» TASK PROMPT
Output every line of the items below as a JSON list of strings, one string per line, leaving out blank lines.

-----

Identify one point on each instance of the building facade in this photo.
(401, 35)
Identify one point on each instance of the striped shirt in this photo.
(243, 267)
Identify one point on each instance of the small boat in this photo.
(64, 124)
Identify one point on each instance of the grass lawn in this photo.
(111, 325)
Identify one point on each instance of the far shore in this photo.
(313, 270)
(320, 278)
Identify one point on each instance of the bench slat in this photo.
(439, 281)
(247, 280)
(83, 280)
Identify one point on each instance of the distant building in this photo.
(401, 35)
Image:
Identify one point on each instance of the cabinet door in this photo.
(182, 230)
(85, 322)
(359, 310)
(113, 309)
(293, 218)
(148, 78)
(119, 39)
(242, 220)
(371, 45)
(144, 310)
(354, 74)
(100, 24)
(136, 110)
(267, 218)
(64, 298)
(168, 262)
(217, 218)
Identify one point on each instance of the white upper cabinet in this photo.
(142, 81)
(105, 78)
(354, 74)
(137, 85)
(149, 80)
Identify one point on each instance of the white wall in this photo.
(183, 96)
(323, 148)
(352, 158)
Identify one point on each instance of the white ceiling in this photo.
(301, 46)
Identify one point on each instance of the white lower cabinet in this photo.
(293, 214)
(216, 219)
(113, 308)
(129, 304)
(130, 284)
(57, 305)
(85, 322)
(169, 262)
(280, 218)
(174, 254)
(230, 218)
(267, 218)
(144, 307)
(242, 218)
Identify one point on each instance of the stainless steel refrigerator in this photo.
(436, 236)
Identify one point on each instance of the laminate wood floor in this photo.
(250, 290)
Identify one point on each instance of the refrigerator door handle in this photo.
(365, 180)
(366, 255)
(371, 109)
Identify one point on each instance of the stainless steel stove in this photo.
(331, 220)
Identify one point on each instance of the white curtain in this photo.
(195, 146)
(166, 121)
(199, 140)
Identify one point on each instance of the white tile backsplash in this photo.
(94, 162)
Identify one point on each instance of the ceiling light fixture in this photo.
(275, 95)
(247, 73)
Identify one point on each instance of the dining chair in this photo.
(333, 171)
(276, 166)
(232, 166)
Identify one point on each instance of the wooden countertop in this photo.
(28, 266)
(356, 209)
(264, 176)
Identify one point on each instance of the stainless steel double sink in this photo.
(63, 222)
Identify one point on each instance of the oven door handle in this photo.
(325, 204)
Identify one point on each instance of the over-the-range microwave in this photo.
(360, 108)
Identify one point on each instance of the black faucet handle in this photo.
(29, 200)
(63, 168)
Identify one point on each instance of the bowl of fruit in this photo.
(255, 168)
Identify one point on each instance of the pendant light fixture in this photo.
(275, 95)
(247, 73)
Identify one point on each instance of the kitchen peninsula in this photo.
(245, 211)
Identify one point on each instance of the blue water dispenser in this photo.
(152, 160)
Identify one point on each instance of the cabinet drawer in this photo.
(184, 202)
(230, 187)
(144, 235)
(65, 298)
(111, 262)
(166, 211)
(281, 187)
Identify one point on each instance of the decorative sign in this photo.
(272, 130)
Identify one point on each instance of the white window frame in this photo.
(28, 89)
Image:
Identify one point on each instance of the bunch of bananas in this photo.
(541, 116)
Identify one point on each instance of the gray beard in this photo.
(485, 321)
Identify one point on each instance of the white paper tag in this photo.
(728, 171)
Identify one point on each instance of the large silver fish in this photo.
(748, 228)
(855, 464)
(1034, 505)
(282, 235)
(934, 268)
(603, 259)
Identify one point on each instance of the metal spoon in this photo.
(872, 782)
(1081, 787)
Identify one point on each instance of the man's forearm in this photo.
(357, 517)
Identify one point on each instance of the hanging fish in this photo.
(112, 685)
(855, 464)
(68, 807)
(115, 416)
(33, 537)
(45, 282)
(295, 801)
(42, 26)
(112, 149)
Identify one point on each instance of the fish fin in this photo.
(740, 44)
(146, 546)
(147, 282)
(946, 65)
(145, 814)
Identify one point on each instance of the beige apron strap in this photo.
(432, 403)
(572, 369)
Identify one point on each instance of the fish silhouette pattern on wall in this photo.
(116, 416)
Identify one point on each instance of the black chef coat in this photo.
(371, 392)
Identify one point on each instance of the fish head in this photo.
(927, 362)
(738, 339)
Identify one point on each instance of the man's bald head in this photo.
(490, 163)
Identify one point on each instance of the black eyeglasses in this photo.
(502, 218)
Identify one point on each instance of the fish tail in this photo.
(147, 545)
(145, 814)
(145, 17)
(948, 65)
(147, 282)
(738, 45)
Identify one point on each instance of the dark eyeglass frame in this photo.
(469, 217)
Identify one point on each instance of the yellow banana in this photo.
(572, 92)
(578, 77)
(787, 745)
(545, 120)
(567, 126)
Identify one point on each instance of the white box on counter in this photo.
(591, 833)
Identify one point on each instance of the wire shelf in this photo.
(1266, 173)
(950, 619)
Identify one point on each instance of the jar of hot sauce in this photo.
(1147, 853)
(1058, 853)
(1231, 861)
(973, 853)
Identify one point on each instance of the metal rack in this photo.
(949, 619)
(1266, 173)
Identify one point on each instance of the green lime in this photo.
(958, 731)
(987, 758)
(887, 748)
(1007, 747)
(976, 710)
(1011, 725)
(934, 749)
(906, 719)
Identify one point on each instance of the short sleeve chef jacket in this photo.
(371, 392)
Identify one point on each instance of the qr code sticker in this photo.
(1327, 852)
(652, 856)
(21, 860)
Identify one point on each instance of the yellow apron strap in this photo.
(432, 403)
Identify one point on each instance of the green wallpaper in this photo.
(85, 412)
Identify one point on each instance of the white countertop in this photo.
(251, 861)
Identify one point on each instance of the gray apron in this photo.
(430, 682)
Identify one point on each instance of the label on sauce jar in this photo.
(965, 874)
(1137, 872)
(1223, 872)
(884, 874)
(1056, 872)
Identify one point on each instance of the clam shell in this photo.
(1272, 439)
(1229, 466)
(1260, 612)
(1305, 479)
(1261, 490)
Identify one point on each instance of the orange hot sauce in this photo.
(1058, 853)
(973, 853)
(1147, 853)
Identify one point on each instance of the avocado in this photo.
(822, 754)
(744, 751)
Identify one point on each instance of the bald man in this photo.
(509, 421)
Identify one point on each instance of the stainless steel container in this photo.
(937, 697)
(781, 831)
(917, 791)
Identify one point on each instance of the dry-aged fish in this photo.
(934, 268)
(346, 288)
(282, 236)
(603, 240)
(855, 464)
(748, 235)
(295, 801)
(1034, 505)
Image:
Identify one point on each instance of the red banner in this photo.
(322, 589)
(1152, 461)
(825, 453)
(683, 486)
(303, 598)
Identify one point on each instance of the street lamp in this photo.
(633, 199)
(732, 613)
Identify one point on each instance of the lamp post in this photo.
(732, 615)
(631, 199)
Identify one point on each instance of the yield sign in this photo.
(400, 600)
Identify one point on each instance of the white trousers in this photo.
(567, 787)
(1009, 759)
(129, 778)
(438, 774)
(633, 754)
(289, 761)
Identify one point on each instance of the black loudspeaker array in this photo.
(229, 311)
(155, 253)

-----

» RESPONSE BELOW
[
  "Identify one point on each instance of the building facade in this photo.",
  "(401, 35)",
  "Identify one point on each instance of the striped shirt in this photo.",
  "(243, 267)",
  "Identify one point on each instance of the small boat in this photo.",
  "(64, 124)",
  "Identify one point on each instance of the grass lawn in this photo.",
  "(111, 325)",
  "Identify one point on each instance of the far shore in this photo.",
  "(313, 270)",
  "(320, 278)",
  "Identify one point on each instance of the bench slat in this photo.",
  "(439, 281)",
  "(247, 280)",
  "(83, 280)",
  "Identify one point on each instance of the distant building in this photo.",
  "(401, 35)",
  "Image:",
  "Identify one point on each instance of the cabinet door in this photo.",
  "(182, 230)",
  "(85, 322)",
  "(359, 310)",
  "(113, 309)",
  "(293, 218)",
  "(148, 78)",
  "(119, 39)",
  "(242, 220)",
  "(371, 45)",
  "(144, 310)",
  "(354, 74)",
  "(100, 24)",
  "(136, 110)",
  "(267, 218)",
  "(64, 298)",
  "(168, 262)",
  "(217, 218)",
  "Identify one point on each instance of the white upper cabinet in this photo.",
  "(142, 81)",
  "(105, 78)",
  "(354, 74)",
  "(137, 85)",
  "(149, 80)",
  "Identify one point on each instance of the white wall in this photo.",
  "(183, 96)",
  "(323, 148)",
  "(352, 158)",
  "Identify one point on each instance of the white ceiling in this photo.",
  "(301, 46)",
  "Identify one point on each instance of the white lower cabinet in this photo.",
  "(293, 214)",
  "(216, 219)",
  "(113, 308)",
  "(129, 304)",
  "(130, 284)",
  "(57, 305)",
  "(85, 322)",
  "(169, 262)",
  "(280, 218)",
  "(174, 254)",
  "(230, 218)",
  "(267, 218)",
  "(144, 307)",
  "(242, 218)",
  "Identify one point on each instance of the stainless steel refrigerator in this photo.",
  "(436, 236)",
  "Identify one point on each instance of the laminate wood floor in this photo.",
  "(250, 290)",
  "Identify one point on each instance of the refrigerator door handle in this photo.",
  "(365, 180)",
  "(366, 255)",
  "(371, 109)",
  "Identify one point on each instance of the stainless steel stove in this photo.",
  "(331, 220)",
  "Identify one point on each instance of the white curtain in this photo.",
  "(195, 146)",
  "(166, 121)",
  "(199, 140)",
  "Identify one point on each instance of the white tile backsplash in this photo.",
  "(94, 162)",
  "Identify one point on each instance of the ceiling light fixture in this photo.",
  "(275, 95)",
  "(247, 73)",
  "Identify one point on each instance of the dining chair in this photo.",
  "(333, 171)",
  "(276, 166)",
  "(232, 166)",
  "Identify one point on each instance of the wooden countertop in this photo.",
  "(28, 266)",
  "(356, 209)",
  "(264, 176)",
  "Identify one point on each instance of the stainless steel double sink in this photo.",
  "(63, 222)",
  "Identify one point on each instance of the oven door handle in this photo.",
  "(325, 204)",
  "Identify one point on each instance of the over-the-range microwave in this photo.",
  "(360, 108)",
  "Identify one point on each instance of the black faucet handle in this photo.",
  "(29, 200)",
  "(63, 168)",
  "Identify one point on each instance of the bowl of fruit in this photo.",
  "(255, 168)",
  "Identify one point on each instance of the pendant light fixture in this photo.",
  "(275, 95)",
  "(247, 73)",
  "Identify one point on each instance of the kitchen peninsula in this photo.",
  "(245, 211)",
  "Identify one point on each instance of the blue water dispenser in this photo.",
  "(152, 160)",
  "Identify one point on each instance of the cabinet drawer in this photo.",
  "(184, 202)",
  "(230, 187)",
  "(144, 235)",
  "(65, 298)",
  "(111, 262)",
  "(166, 211)",
  "(281, 187)",
  "Identify one point on each instance of the decorative sign in this photo.",
  "(272, 130)",
  "Identify one point on each instance of the white window frame in this photo.",
  "(28, 89)",
  "Image:",
  "Identify one point on each instance of the bunch of bananas in this photo.",
  "(541, 116)",
  "Identify one point on each instance of the gray beard in this photo.",
  "(485, 321)",
  "Identify one point on each instance of the white paper tag in this photo.",
  "(728, 171)",
  "Identify one point on each instance of the large silver fish in this photo.",
  "(748, 228)",
  "(855, 464)",
  "(1034, 505)",
  "(282, 235)",
  "(934, 268)",
  "(603, 259)",
  "Identify one point on each instance of the metal spoon in this photo.",
  "(872, 782)",
  "(1081, 787)",
  "Identify one point on each instance of the man's forearm in this photo.",
  "(357, 517)",
  "Identify one point on each instance of the hanging fish in this photo.",
  "(112, 685)",
  "(855, 464)",
  "(68, 807)",
  "(115, 416)",
  "(33, 537)",
  "(45, 282)",
  "(295, 801)",
  "(42, 26)",
  "(112, 149)",
  "Identify one point on each instance of the fish fin in this photo.",
  "(740, 44)",
  "(146, 546)",
  "(147, 282)",
  "(946, 65)",
  "(145, 814)",
  "Identify one point on each instance of the beige apron strap in this photo.",
  "(432, 403)",
  "(572, 369)",
  "Identify one point on each instance of the fish silhouette pattern on wall in this photo.",
  "(116, 416)",
  "Identify one point on each instance of the black chef coat in this photo.",
  "(371, 392)",
  "Identify one point on each instance of the fish head in this photo.",
  "(927, 362)",
  "(738, 339)",
  "Identify one point on each instance of the man's bald head in this photo.",
  "(490, 163)",
  "Identify one point on each instance of the black eyeglasses in this photo.",
  "(502, 218)",
  "Identify one point on each instance of the fish tail in this photo.",
  "(147, 545)",
  "(145, 814)",
  "(145, 17)",
  "(948, 65)",
  "(147, 282)",
  "(738, 45)",
  "Identify one point on each instance of the dark eyeglass frame in this photo.",
  "(469, 217)",
  "Identify one point on each instance of the yellow banana in this photo.",
  "(572, 92)",
  "(578, 77)",
  "(787, 745)",
  "(545, 120)",
  "(567, 126)",
  "Identify one point on each instance of the white box on counter in this photo.",
  "(591, 833)",
  "Identify one point on each instance of the wire shelf in this photo.",
  "(1266, 173)",
  "(950, 619)",
  "Identify one point on each instance of the jar of hot sauce in this photo.",
  "(1147, 853)",
  "(1058, 853)",
  "(1231, 861)",
  "(973, 853)",
  "Identify one point on each instance of the metal rack in this photo.",
  "(949, 619)",
  "(1266, 173)",
  "Identify one point on each instance of the green lime in this photo.",
  "(958, 731)",
  "(987, 758)",
  "(887, 748)",
  "(1007, 747)",
  "(976, 710)",
  "(1011, 725)",
  "(934, 749)",
  "(906, 719)",
  "Identify one point on each instance of the short sleeve chef jacket in this photo.",
  "(371, 392)",
  "Identify one point on each instance of the qr code sticker in this photo.",
  "(1327, 852)",
  "(652, 856)",
  "(21, 860)",
  "Identify one point on each instance of the yellow apron strap in this photo.",
  "(432, 403)",
  "Identify one point on each instance of the green wallpaper in this photo.",
  "(85, 412)",
  "Identify one point on each instance of the white countertop in this photo.",
  "(251, 861)",
  "Identify one point on each instance of the gray apron in this photo.",
  "(430, 682)",
  "Identify one point on each instance of the label on sauce jar in this photo.",
  "(965, 874)",
  "(1137, 872)",
  "(1223, 872)",
  "(884, 874)",
  "(1056, 872)",
  "Identify one point on each instance of the clam shell in this photo.",
  "(1272, 439)",
  "(1229, 466)",
  "(1260, 612)",
  "(1305, 479)",
  "(1261, 490)",
  "Identify one point on each instance of the orange hot sauce in this photo.",
  "(1058, 853)",
  "(973, 853)",
  "(1147, 853)",
  "Identify one point on each instance of the avocado in this photo.",
  "(822, 754)",
  "(744, 751)",
  "Identify one point on each instance of the bald man in this photo.",
  "(509, 421)",
  "Identify one point on each instance of the stainless steel container in this photo.",
  "(937, 697)",
  "(781, 831)",
  "(917, 791)",
  "Identify one point on each instance of the dry-aged fish in this photo.",
  "(934, 268)",
  "(346, 288)",
  "(282, 236)",
  "(603, 240)",
  "(855, 464)",
  "(748, 235)",
  "(295, 801)",
  "(1034, 505)",
  "Image:",
  "Identify one point on each instance of the red banner in this photo.",
  "(322, 589)",
  "(1152, 461)",
  "(825, 453)",
  "(683, 486)",
  "(303, 598)",
  "Identify one point on each instance of the street lamp in this photo.",
  "(633, 199)",
  "(732, 613)",
  "Identify one point on each instance of the lamp post in this photo.",
  "(732, 615)",
  "(631, 199)",
  "Identify one point on each instance of the yield sign in this photo.",
  "(400, 600)",
  "Identify one point on each instance of the white trousers in this photo.",
  "(567, 787)",
  "(1009, 759)",
  "(129, 778)",
  "(438, 774)",
  "(633, 754)",
  "(289, 761)",
  "Identify one point on each instance of the black loudspeaker array in this photo.",
  "(229, 311)",
  "(155, 253)"
]